### Extracted text
========
We begin by outlining some of the ways that the law punishes knowing falsehoods — restrictions that are generally seen by courts as not violating the First Amendment.
We use the term “knowing falsehoods” in this brief as shorthand for false statements of fact that the speaker knows are false, and that are reasonably perceived as factual assertions. We exclude from this category statements that are likely to be understood as fiction, humor, parody, or hyperbole, Greenbelt Cooperative Publishing Ass’n v. Bresler, 398 U.S. 6, 14 (1970); Hustler Magazine, Inc. v. Falwell, 485 U.S. 46, 57 (1988), rather than as false statements of fact. To our knowledge, the laws we discuss likewise exclude such statements, and we believe the Stolen Valor Act, properly interpreted, does so as well. See United States v. Perelman, 658 F.3d 1134, 1138 (9th Cir. 2011) (holding that the provision of the Stolen Valor Act that bears the unauthorized wearing of medals, 18 U.S.C. § 704(a), should be interpreted as limited to situations where the wearer “has an intent to deceive”).
We do not discuss how the law should treat statements that result from an honest mistake, whether negligent or without fault, on the speaker’s part; most of the laws described below do not cover such innocently mistaken statements. We also do not specifically discuss recklessly false statements, though we note that recklessly false statements are generally treated similarly to knowingly false statements under this Court’s “actual malice” standard, New York Times Co. v. Sullivan, 376 U.S. 254 (1964).
Here then is a partial list of the categories of knowing falsehoods that are restricted, largely uncontroversially:
1. Defamatory falsehoods, which is to say knowing falsehoods that injure an individual’s reputation. New York Times Co. v. Sullivan (holding that such speech is generally unprotected).
2. Perjury, false statements under oath in government proceedings. Konigsberg v. State Bar, 366 U.S. 36, 49 n.10 (1961) (stating that such speech is constitutionally unprotected).
3. Fraudulent attempts to obtain money, including within otherwise fully protected speech — such as charitable solicitation — and not merely within the less protected category of “commercial speech.” Illinois ex rel. Madigan v. Telemarketing Associates, Inc., 538 U.S. 600 (2003) (holding that such speech is constitutionally unprotected).
4. Speech actionable under the false light tort, which covers even nondefamatory but offensive knowingly false statements about another person. Cantrell v. Forest City Publishing Co., 419 U.S. 245 (1974) (holding that this cause of action is constitutionally permissible); Time, Inc. v. Hill, 385 U.S. 374 (1967) (likewise). In some states, this tort is limited to speech that is both knowingly false and “[a]n unwarranted and/or wrongful intrusion * * * [into plaintiff’s] private or personal affairs with which the public had no legitimate concern,” Cantrell, 419 U.S. at 250 n.3. But in other states the tort has no such limitation, and extends even to statements about a person that do not deal with matters that are normally confidential or embarrassing, e.g., Hill, 385 U.S. at 385, 390, though sometimes with the limitation that the falsehood be “highly offensive” to a reasonable person, Restatement (Second) of Torts § 652E.
========
### Entries drawn from a collection
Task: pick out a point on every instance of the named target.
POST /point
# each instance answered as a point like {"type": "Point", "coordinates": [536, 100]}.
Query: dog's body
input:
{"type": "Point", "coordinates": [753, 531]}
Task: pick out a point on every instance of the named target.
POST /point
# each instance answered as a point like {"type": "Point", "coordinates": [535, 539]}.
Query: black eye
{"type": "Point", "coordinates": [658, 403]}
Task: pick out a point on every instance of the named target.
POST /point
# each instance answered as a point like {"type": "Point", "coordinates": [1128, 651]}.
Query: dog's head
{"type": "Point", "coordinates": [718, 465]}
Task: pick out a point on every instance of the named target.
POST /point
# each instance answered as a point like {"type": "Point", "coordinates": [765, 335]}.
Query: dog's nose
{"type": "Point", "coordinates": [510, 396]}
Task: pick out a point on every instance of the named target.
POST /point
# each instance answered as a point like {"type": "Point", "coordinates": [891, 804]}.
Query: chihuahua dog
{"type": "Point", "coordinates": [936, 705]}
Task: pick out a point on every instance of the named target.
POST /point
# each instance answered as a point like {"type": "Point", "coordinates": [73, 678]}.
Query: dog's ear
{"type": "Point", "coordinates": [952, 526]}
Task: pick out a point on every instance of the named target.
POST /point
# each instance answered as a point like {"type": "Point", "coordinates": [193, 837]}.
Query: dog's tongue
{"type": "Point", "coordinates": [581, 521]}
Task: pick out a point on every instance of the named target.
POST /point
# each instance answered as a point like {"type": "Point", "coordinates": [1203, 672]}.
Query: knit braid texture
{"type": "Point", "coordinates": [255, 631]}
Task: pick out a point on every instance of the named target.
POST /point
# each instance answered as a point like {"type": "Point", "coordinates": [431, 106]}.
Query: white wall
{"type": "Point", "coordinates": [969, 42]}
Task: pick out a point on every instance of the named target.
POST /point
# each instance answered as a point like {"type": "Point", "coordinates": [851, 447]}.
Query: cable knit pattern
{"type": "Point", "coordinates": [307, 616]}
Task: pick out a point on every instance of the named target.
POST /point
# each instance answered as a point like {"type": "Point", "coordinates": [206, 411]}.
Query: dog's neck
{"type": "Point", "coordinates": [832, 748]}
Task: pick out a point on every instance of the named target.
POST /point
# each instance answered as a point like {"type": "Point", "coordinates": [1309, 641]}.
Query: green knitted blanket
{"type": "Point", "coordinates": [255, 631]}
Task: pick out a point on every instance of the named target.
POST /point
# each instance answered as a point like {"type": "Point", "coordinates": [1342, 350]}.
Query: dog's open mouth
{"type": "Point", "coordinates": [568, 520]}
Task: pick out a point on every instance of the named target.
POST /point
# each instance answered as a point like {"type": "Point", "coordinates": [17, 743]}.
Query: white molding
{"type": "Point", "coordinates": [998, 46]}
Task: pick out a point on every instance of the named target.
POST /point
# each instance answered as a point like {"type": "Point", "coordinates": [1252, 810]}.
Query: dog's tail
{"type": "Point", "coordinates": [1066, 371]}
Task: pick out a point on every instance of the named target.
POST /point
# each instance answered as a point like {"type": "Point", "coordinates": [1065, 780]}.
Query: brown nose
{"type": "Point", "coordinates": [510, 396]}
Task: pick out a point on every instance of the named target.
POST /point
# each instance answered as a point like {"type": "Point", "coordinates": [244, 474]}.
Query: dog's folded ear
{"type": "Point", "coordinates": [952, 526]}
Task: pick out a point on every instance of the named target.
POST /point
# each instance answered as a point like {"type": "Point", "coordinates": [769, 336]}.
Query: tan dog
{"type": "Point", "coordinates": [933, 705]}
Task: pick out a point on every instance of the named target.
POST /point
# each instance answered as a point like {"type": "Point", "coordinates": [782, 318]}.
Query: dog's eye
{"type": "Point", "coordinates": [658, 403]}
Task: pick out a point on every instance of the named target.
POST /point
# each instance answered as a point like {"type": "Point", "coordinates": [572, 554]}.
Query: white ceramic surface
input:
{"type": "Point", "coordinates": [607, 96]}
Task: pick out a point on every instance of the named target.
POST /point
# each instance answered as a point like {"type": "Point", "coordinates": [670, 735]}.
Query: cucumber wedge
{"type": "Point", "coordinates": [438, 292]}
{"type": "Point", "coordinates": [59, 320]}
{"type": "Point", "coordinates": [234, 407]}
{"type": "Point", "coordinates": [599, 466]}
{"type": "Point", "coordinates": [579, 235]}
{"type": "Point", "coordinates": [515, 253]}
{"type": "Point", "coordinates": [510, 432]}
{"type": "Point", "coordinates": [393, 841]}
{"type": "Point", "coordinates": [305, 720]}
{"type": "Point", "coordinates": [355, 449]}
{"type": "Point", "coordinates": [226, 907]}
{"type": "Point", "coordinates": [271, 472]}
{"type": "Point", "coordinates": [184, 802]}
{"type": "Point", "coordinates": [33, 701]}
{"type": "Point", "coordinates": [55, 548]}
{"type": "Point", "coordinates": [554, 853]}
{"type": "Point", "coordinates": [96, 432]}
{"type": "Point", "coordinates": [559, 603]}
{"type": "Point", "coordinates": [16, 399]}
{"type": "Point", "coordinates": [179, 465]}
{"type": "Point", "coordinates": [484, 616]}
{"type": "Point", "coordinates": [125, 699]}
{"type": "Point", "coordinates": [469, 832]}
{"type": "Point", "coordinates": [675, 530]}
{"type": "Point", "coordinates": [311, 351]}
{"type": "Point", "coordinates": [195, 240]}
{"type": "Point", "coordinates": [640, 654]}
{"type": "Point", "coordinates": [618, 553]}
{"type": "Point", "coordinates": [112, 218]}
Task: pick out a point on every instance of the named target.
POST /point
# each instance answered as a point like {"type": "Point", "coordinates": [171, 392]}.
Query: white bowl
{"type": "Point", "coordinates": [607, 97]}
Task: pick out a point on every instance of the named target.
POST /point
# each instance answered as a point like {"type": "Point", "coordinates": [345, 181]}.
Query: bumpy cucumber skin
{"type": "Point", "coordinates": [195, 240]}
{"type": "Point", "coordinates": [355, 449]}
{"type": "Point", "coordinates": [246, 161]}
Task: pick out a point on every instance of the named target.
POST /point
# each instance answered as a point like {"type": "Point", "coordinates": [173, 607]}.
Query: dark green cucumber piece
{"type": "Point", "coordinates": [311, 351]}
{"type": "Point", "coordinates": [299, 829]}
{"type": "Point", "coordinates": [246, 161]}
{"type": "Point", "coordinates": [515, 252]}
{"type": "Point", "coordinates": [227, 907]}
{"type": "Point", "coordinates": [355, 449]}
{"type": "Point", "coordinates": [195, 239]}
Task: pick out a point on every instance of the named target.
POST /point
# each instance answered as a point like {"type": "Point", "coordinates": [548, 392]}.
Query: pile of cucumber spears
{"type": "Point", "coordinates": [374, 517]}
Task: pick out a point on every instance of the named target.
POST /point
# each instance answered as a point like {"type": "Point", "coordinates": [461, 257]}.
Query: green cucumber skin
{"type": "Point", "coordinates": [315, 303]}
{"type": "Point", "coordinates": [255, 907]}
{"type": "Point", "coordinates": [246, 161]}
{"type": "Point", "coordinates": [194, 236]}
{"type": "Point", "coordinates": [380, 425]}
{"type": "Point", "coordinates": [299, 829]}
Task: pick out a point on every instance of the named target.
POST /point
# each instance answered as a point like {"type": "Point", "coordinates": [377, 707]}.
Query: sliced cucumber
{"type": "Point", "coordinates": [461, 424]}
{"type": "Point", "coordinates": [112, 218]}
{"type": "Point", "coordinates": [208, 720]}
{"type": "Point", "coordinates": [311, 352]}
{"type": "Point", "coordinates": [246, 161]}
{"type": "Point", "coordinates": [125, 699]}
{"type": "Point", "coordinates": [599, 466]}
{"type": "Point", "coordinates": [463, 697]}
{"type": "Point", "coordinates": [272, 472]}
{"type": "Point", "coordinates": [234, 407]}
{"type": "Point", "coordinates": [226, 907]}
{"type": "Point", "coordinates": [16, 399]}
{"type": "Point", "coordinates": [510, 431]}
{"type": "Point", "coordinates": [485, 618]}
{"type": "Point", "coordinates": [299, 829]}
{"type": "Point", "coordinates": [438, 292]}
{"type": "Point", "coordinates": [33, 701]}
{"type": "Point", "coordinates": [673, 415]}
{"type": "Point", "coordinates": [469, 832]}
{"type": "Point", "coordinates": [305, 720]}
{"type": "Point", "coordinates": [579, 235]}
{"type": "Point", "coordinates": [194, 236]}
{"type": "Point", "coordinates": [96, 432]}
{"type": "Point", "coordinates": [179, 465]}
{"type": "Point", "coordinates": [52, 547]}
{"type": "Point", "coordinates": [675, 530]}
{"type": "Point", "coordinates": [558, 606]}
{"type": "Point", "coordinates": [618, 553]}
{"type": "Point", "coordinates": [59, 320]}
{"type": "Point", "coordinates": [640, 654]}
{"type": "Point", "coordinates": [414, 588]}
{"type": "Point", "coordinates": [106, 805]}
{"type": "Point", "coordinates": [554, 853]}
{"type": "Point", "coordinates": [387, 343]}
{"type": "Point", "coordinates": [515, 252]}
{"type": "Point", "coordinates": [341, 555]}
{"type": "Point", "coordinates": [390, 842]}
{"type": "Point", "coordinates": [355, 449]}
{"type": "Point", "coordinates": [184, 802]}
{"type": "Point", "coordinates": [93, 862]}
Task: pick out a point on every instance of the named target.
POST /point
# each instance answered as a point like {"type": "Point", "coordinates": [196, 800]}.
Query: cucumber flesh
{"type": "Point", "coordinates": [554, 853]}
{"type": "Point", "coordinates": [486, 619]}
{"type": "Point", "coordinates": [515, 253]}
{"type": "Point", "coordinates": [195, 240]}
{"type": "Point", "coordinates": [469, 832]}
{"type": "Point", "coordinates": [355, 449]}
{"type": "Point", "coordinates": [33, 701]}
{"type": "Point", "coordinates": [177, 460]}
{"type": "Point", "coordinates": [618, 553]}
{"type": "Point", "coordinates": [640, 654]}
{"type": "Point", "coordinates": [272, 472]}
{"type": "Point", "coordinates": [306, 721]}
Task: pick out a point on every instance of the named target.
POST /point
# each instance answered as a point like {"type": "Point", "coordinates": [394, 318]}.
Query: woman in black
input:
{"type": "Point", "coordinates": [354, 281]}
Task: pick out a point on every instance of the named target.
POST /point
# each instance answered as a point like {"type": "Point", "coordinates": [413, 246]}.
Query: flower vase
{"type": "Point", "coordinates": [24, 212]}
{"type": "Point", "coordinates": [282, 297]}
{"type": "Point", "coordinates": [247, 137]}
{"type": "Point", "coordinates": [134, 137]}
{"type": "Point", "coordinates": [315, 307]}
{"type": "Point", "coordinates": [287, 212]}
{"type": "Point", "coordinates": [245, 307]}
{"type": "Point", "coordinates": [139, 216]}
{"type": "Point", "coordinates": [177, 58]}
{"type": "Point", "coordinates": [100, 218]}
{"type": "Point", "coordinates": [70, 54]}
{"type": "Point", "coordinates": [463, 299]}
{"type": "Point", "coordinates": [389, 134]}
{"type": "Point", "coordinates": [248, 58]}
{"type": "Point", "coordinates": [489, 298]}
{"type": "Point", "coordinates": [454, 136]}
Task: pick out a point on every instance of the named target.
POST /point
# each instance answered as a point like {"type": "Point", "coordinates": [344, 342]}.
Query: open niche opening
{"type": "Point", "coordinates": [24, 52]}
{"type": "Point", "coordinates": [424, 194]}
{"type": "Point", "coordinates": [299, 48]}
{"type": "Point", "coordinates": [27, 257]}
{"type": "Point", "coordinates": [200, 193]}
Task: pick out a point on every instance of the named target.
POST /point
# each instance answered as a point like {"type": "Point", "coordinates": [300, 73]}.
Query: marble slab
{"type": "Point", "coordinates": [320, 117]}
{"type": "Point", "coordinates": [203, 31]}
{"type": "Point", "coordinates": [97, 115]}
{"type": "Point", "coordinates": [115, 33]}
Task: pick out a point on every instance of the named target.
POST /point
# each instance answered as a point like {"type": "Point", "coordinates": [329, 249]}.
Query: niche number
========
### Actions to take
(a) List the numbered categories of knowing falsehoods that the passage on knowing falsehoods names as restricted.
(b) Select each line of the entries that contains the string "white".

### Solved tasks
(a)
1. Defamatory falsehoods
2. Perjury
3. Fraudulent attempts to obtain money
4. Speech actionable under the false light tort

(b)
Query: white wall
Query: white molding
Query: white ceramic surface
Query: white bowl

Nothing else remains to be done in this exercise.